**TASK REQUIREMENTS**
Copy out exactly the lines from the one containing "Reviewer note: check that each instance of the deck board" through the end of the records, and no pictures.

[Entries from a dataset]
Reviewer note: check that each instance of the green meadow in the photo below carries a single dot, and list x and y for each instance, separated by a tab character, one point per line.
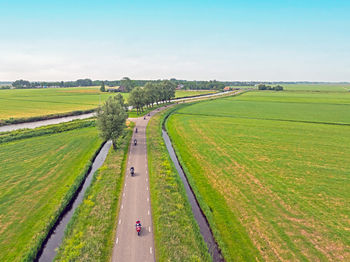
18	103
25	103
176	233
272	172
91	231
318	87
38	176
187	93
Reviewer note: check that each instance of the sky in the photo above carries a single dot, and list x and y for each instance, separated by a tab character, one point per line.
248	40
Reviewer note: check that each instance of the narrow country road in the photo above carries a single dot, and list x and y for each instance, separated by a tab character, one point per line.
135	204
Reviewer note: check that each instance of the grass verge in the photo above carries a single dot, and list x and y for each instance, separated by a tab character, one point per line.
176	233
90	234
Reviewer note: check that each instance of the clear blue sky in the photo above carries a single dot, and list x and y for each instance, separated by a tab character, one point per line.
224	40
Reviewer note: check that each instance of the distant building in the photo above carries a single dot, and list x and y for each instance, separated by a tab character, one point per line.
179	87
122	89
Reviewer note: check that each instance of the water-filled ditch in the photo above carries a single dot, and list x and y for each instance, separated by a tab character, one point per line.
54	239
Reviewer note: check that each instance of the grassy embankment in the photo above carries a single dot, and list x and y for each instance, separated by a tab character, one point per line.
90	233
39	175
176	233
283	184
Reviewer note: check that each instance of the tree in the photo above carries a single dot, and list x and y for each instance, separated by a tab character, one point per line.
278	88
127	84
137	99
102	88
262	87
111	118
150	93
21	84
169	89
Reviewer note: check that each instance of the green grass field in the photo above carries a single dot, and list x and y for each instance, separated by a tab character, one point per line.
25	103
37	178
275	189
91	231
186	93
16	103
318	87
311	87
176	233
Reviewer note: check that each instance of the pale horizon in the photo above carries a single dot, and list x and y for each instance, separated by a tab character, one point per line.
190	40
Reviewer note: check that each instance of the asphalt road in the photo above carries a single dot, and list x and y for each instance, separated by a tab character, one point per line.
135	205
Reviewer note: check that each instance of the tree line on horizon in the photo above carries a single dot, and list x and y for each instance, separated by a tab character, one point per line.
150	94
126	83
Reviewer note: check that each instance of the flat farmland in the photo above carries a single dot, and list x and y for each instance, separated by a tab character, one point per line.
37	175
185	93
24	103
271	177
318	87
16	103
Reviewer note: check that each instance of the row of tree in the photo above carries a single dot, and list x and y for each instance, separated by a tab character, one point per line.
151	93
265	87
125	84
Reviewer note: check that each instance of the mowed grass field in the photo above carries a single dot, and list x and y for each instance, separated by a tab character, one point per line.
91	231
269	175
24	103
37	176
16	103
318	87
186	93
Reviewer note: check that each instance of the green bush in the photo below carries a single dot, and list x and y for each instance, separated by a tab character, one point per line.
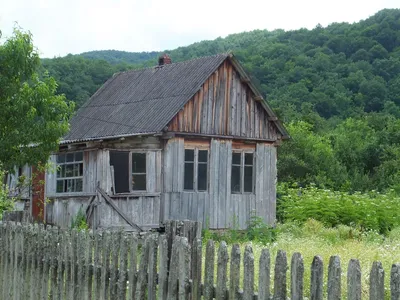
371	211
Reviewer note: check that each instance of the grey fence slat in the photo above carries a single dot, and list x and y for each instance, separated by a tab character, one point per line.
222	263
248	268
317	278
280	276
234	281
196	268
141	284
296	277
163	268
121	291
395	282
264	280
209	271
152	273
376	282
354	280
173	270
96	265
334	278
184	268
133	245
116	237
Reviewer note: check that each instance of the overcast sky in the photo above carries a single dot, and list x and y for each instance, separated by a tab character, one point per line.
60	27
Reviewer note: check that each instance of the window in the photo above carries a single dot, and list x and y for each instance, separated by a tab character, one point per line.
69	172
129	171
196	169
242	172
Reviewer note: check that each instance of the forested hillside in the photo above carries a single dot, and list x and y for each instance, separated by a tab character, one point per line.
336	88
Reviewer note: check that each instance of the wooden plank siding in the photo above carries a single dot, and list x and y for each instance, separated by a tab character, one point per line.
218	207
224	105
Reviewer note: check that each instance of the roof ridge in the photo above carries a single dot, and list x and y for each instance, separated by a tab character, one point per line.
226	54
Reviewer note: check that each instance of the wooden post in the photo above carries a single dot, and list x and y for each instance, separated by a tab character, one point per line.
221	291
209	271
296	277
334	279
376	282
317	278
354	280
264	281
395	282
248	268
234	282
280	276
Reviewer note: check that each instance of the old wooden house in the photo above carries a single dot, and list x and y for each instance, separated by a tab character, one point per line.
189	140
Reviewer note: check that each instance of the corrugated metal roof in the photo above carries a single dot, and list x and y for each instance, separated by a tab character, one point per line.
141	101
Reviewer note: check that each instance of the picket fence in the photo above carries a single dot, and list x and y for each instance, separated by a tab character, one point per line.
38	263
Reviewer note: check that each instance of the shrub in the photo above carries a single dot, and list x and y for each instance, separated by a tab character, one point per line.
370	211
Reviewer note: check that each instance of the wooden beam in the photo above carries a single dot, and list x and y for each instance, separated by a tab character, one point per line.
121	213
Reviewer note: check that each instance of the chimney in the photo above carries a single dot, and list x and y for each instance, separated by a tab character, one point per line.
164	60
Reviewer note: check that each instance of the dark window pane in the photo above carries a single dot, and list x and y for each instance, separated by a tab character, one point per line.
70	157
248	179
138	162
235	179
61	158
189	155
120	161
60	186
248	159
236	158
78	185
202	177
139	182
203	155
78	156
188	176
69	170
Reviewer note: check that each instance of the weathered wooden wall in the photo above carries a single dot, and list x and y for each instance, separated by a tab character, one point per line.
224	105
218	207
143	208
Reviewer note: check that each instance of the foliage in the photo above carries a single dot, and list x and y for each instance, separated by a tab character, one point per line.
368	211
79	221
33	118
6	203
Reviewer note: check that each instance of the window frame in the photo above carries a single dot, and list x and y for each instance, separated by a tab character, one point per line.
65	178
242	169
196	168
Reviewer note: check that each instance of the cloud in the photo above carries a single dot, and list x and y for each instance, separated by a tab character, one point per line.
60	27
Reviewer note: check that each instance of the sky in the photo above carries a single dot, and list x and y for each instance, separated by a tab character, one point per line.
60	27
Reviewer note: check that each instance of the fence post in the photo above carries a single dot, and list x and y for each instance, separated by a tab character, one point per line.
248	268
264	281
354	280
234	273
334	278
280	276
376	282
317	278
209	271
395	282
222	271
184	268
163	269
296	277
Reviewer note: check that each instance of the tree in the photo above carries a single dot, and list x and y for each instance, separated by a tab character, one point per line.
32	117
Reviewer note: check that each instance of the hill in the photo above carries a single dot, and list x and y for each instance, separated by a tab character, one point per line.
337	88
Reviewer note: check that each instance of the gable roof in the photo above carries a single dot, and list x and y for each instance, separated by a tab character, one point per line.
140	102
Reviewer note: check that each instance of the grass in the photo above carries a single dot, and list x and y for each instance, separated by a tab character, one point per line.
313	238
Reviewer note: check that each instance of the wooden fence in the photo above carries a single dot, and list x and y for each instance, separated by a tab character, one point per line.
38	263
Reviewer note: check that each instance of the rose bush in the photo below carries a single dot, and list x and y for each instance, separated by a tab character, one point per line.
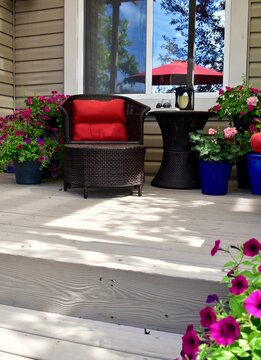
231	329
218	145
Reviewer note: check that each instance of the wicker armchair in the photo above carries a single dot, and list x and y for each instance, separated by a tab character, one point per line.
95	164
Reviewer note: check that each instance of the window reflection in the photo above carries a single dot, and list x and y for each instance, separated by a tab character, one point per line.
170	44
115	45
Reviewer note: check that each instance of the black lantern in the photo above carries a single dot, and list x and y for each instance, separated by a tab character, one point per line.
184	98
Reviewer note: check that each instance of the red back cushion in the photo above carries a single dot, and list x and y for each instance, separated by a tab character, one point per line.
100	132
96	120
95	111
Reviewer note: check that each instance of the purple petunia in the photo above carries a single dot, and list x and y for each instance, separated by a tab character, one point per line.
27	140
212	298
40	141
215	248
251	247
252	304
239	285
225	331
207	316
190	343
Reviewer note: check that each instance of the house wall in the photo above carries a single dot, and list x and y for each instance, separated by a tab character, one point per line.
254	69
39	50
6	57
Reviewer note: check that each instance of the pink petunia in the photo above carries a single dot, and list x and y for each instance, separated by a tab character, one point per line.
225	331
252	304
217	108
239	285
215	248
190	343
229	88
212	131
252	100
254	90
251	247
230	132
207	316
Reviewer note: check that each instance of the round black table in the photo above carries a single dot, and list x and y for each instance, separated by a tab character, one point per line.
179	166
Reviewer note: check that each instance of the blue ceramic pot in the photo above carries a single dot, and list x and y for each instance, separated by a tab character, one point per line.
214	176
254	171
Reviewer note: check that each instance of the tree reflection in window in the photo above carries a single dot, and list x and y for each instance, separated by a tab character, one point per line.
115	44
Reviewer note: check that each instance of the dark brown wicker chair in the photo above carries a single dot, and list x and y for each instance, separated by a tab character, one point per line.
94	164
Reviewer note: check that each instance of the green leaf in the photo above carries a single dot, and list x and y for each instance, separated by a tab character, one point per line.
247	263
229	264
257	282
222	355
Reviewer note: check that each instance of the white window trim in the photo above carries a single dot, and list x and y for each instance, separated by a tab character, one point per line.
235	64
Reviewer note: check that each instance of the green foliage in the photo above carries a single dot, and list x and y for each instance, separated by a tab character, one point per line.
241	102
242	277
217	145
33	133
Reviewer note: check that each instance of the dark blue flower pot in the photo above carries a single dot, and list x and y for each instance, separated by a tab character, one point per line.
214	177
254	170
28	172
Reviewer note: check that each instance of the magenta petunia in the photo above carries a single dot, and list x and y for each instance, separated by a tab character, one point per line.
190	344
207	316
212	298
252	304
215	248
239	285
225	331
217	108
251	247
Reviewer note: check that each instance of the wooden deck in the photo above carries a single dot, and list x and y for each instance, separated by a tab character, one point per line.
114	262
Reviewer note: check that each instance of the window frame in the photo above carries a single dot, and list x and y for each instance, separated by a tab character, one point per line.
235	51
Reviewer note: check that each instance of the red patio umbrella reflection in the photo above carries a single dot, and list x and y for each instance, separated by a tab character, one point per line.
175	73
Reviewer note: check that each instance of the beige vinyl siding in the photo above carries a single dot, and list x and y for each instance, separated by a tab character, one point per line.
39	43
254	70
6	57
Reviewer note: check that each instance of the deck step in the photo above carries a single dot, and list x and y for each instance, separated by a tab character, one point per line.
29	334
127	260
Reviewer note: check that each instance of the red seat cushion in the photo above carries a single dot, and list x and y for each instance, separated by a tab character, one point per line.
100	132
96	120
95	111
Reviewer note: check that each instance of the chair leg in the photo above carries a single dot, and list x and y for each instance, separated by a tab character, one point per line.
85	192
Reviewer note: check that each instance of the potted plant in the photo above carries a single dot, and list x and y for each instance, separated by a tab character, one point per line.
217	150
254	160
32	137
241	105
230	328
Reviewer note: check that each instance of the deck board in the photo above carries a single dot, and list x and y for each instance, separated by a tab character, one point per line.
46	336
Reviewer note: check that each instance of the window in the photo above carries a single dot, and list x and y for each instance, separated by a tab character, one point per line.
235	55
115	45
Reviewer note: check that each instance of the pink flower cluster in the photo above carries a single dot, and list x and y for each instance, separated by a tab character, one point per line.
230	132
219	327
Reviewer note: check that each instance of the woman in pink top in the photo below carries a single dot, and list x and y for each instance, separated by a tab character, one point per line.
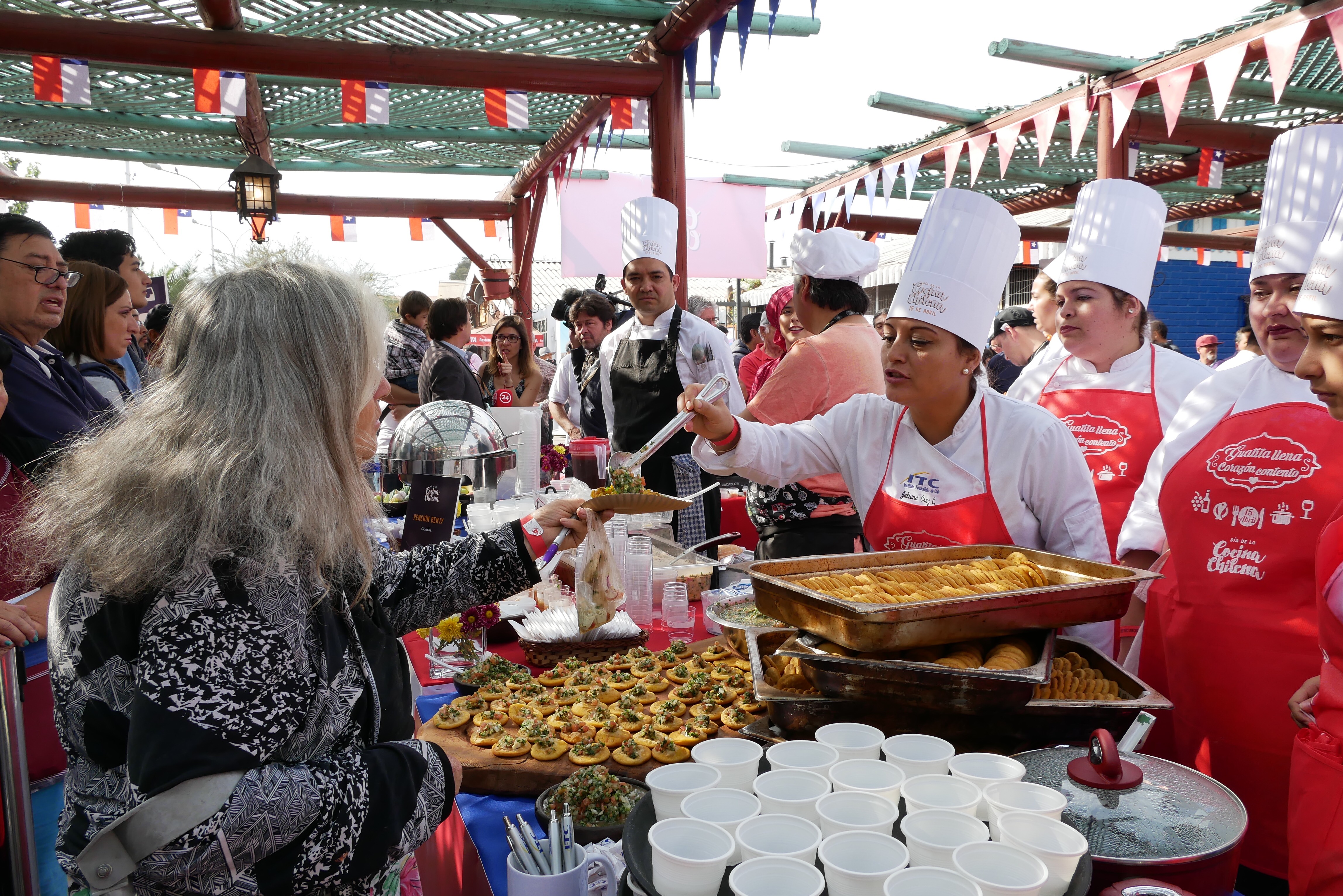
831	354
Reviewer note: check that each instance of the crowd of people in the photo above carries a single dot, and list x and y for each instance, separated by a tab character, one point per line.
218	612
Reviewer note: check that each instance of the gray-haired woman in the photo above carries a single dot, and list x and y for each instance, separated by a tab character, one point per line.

**ANSWER FOR THE TASK**
Reviewer note: check that each instance of the deck board in the photo above carries a single dot, and list x and y for each instance, separated by a tab character, one point per line.
46	336
Reviewer note: check that each instance of the window in the photo above carries a single dot, and list x and y for each instance, separated by a tab character, one point per line.
235	55
115	45
Reviewer note: check that each instance of the pink flower cluster in the photo above carries a single dot, and list x and y for each instance, separated by a tab character, one point per line.
230	132
219	327
Reviewer note: check that each instance of the woman in pink top in the photo below carries a single dot, and list x and y for each instance, separated by a tab character, one point per line.
831	354
Reviewer note: check that each instance of the crowd of people in the photo above carries a single dot, and list x and y for each instance, separated by a tab character, one point per line.
218	612
Reviewer note: check that each instance of the gray-haired woman in the photo above carries a single dot, and list x and y for each instance, separated by a tab character, one point per line.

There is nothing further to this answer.